Input rows:
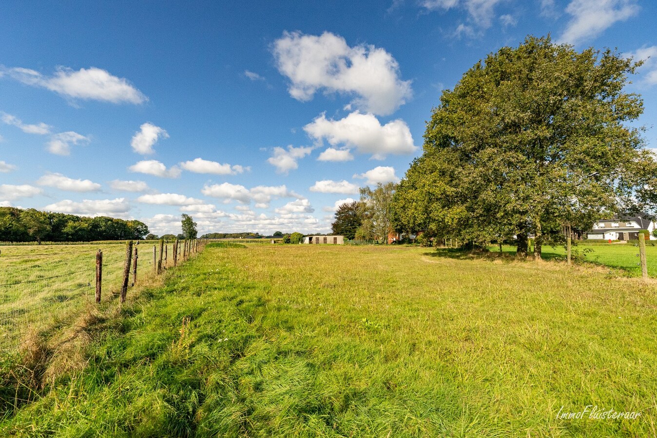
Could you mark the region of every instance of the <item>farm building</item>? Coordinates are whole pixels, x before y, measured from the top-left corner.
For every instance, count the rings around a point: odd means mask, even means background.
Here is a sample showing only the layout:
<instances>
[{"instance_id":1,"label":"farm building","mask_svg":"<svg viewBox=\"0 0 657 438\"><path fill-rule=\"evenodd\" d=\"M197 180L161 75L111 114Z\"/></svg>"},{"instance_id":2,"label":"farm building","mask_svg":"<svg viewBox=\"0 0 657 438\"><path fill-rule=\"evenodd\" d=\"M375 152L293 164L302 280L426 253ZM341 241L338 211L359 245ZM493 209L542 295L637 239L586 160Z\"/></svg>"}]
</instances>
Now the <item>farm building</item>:
<instances>
[{"instance_id":1,"label":"farm building","mask_svg":"<svg viewBox=\"0 0 657 438\"><path fill-rule=\"evenodd\" d=\"M637 240L639 231L647 229L651 239L657 239L652 235L655 229L654 221L648 218L645 213L635 216L616 216L612 219L602 219L593 224L593 228L586 233L590 240Z\"/></svg>"},{"instance_id":2,"label":"farm building","mask_svg":"<svg viewBox=\"0 0 657 438\"><path fill-rule=\"evenodd\" d=\"M304 243L342 245L344 243L344 236L306 236Z\"/></svg>"}]
</instances>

Task prompt:
Reproduce the records above word for word, leaving out the pictures.

Answer to this exercise:
Could you mark the region of every instance of the <item>farm building</item>? Coordinates are whole pixels, x before y, measured from the top-left corner.
For every instance, count the rings around a point: odd means mask, even means background.
Here is a sample showing only the layout:
<instances>
[{"instance_id":1,"label":"farm building","mask_svg":"<svg viewBox=\"0 0 657 438\"><path fill-rule=\"evenodd\" d=\"M197 180L161 75L111 114Z\"/></svg>"},{"instance_id":2,"label":"farm building","mask_svg":"<svg viewBox=\"0 0 657 438\"><path fill-rule=\"evenodd\" d=\"M375 152L293 164L302 280L426 253ZM341 241L338 211L359 245ZM493 209L542 295L637 239L586 160Z\"/></svg>"}]
</instances>
Now the <item>farm building</item>:
<instances>
[{"instance_id":1,"label":"farm building","mask_svg":"<svg viewBox=\"0 0 657 438\"><path fill-rule=\"evenodd\" d=\"M637 240L639 231L647 229L651 239L657 239L652 235L655 229L654 221L648 218L645 213L635 216L616 216L612 219L602 219L593 224L593 228L586 233L590 240Z\"/></svg>"},{"instance_id":2,"label":"farm building","mask_svg":"<svg viewBox=\"0 0 657 438\"><path fill-rule=\"evenodd\" d=\"M304 243L342 245L344 243L344 236L306 236Z\"/></svg>"}]
</instances>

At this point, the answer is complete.